Input data Block Start

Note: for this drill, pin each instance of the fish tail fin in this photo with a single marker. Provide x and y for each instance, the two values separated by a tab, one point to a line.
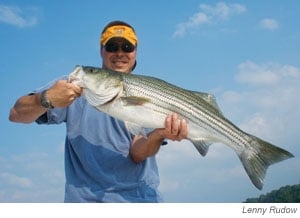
259	157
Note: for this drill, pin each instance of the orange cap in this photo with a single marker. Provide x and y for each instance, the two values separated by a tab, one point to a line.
119	31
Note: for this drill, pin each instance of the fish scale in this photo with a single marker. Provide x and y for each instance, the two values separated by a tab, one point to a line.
144	102
181	101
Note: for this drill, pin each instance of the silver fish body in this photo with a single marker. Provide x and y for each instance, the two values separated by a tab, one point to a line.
144	102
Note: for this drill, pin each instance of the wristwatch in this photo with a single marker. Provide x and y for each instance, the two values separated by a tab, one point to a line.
44	101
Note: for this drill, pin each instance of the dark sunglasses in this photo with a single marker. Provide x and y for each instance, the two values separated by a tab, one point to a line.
114	47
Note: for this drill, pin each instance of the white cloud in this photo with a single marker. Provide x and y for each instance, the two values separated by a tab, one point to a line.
269	24
209	14
17	16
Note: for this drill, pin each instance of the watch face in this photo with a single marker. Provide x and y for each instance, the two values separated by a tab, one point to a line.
44	101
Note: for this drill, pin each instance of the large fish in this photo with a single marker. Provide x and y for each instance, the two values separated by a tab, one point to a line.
144	102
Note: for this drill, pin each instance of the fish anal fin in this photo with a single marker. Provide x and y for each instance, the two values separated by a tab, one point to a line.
201	145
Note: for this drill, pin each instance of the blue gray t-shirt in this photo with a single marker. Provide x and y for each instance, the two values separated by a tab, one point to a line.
98	166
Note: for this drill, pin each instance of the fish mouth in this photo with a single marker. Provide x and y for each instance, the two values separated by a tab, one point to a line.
76	75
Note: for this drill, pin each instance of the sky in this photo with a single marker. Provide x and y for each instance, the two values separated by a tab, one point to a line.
246	53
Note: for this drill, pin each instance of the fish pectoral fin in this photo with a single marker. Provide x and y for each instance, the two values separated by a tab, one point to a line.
134	100
135	129
201	145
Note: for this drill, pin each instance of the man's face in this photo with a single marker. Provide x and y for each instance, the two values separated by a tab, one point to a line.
118	55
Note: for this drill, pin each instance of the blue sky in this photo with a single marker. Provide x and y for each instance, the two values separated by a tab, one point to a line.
247	53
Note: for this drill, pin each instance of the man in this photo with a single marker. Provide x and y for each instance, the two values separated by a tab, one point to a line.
104	162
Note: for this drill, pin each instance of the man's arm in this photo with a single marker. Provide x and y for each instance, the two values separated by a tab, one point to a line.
28	108
142	148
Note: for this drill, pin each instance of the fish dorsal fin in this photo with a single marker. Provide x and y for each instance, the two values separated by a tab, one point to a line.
134	100
209	98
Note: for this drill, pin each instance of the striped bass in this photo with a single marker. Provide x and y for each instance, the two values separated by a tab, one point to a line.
144	102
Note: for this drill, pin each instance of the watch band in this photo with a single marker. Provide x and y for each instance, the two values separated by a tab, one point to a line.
44	101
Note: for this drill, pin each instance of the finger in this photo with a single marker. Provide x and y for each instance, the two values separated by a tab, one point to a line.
168	125
183	130
175	124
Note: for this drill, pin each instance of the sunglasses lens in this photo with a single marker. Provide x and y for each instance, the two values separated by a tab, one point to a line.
128	47
114	47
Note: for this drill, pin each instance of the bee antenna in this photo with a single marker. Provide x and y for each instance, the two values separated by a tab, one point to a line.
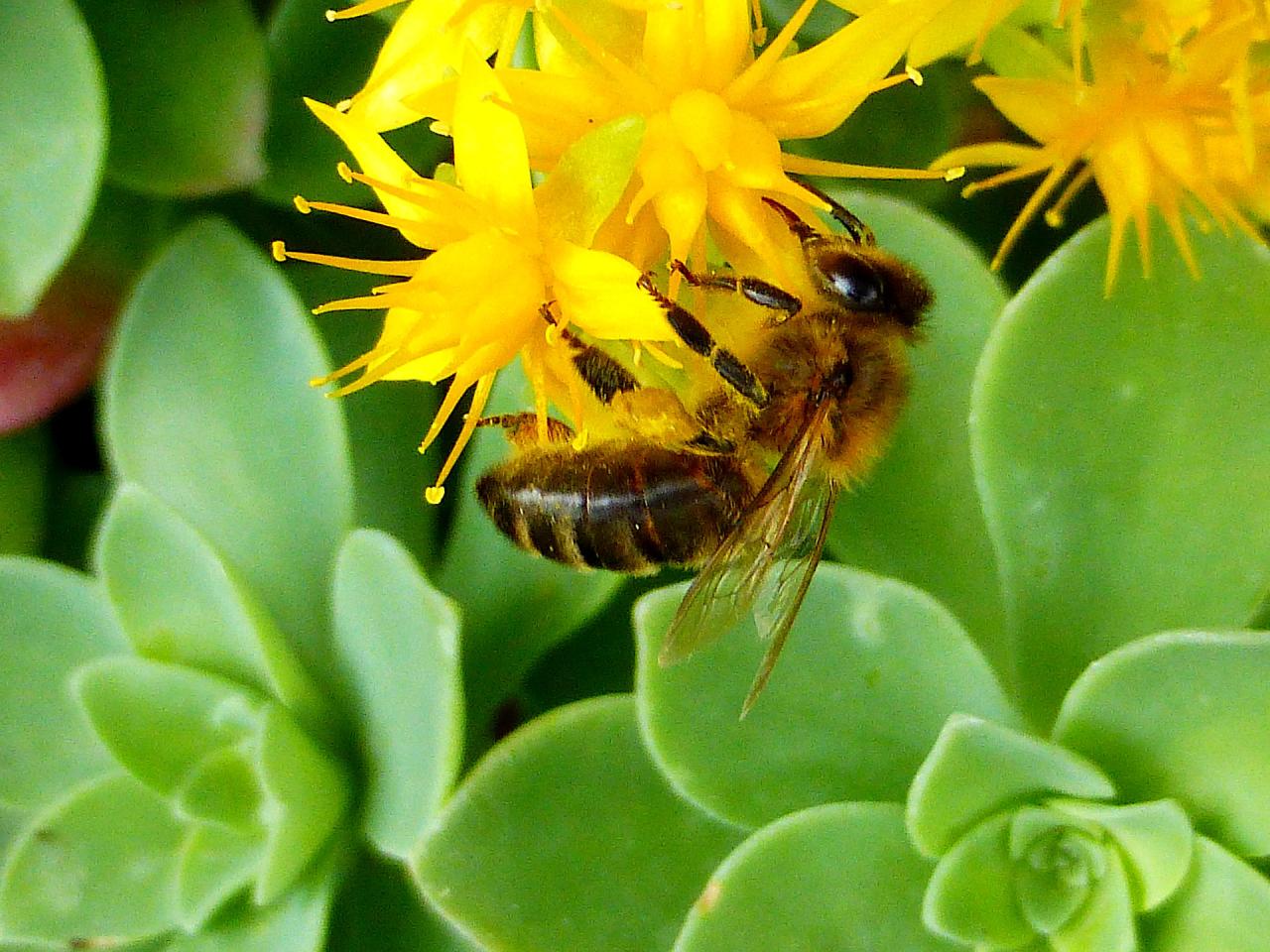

Input data Block End

Exercise brief:
A verbatim copy of every record above is required, with all pictures omitted.

Output for this task:
Note: for this drill, pin each instance of the fish tail fin in this photo with a single marker. Provide x and y for each instance, the two values separated by a tab, one point to a line.
259	157
Note: for this drill, pin each instance of the orange cap in this photo with a single marker. Provide x and y for each instance, the two values separated by a tab, one point to a line.
119	31
Note: for this drill, pin each instance of the fish scale in this photo with a single marker. Provide x and y for each instance, the two values separated by a tab, one point to a line.
144	102
181	101
Note: for this drill, pin each instance of the silver fish body in this photo with a single marker. Provide x and y for each instance, the two values separated by a tab, one point to a line.
144	102
Note: for this drill, pin each instance of the wristwatch in this photo with a single marker. Provide x and y for each instance, the two values separated by a tab, one point to a line.
44	101
Note: for this drill, pin each instance of the dark sunglasses in this photo with a single marker. Provide x and y for each instance, the two values separated by a tab, one point to a line.
114	47
Note: for this drill, pin each instance of the white cloud in this photo with a single marker. Provide x and y for each instance, the two values separated by a tab, one point to a line.
269	24
209	14
17	16
Note: for this drill, pin each instance of the watch face in this photo with a single marker. Provide x and y for each instance, the two values separated by a tab, one point to a line.
44	101
Note: for this drill, pin each instance of the large fish in this photo with a single marker. Provide x and y for each instance, the two values separated by a tab, one point to a line.
144	102
Note: for this drill, pin each instance of the fish anal fin in this photo with a single marker. Provide x and y for each instance, the two values separated by a tab, one point to a line.
201	145
Note: for this drill, pin each instance of the blue gray t-shirt in this photo with a single marker. Provide x and y for each instance, the two values separated by a tab, one point to a line.
98	166
Note: for this drill, pin each instance of the fish mouth in this photo with a single marker. Provide x and y for each instance, the two values separated by a tab, one point to a line.
76	75
Note: for this drill, pin each instance of the sky in this photo with a single marker. Provide x and y for each instance, the two values separated by a tab, one point to a line.
246	53
Note: for this drill, pin each instance of the fish pectoral fin in this photo with a single marker. Provide x and y for each instance, the two values separated by a tab, one point to a line.
134	100
135	129
201	145
Note: for this drill, pin each instance of the man's face in this photo with a single marker. Provide x and y for each instance, the two values separated by a tab, one point to a line.
118	55
Note: for this drill, pin each instance of the blue sky in this photo with a single marker. Provide x and y for each instance, the two values separated by a tab, one point to a line.
247	53
Note: for this drill, pin each instance of the man in this photo with a single marker. Provide x and y for each instance, the two values separated by a tab, one point to a line.
104	162
Note: for this drill, pin each instance of the man's arm in this photo with a single marker. Provide x and y for each instance, the two values separated by a tab, one point to a line.
28	108
142	148
Note: for this drill, pin each instance of the fish dorsal fin in this photo with a single marker. Provide x and y for each instance, the two values separated by a tab, one point to a line.
134	100
209	98
Note: for this drill, pin each instance of the striped bass in this photo with a single marker. Provide x and y for each instance, the two values separated by a tab, one point to a line.
144	102
Note: for this drill, pin each instance of the watch band in this photo with a single marker. Provide x and y for each instance, the two values separated by a tab, one point to a line.
44	101
Note: for this drill, pin each instance of the finger in this photo with a single marker. Provide x and y for each instance, the two values separated by a tab, one point to a line.
168	125
183	130
175	124
Note: for this drill, pin each instance of the sunglasses lens in this photo with a single marker. Provide x and y for each instance, the two values separated by a tab, one point to a line.
128	47
114	47
Note: for this drill, pin each instance of the bee antenna in this photo with a single marker. Provide x and y for each instance, the two values separated by a tab, one point to a line.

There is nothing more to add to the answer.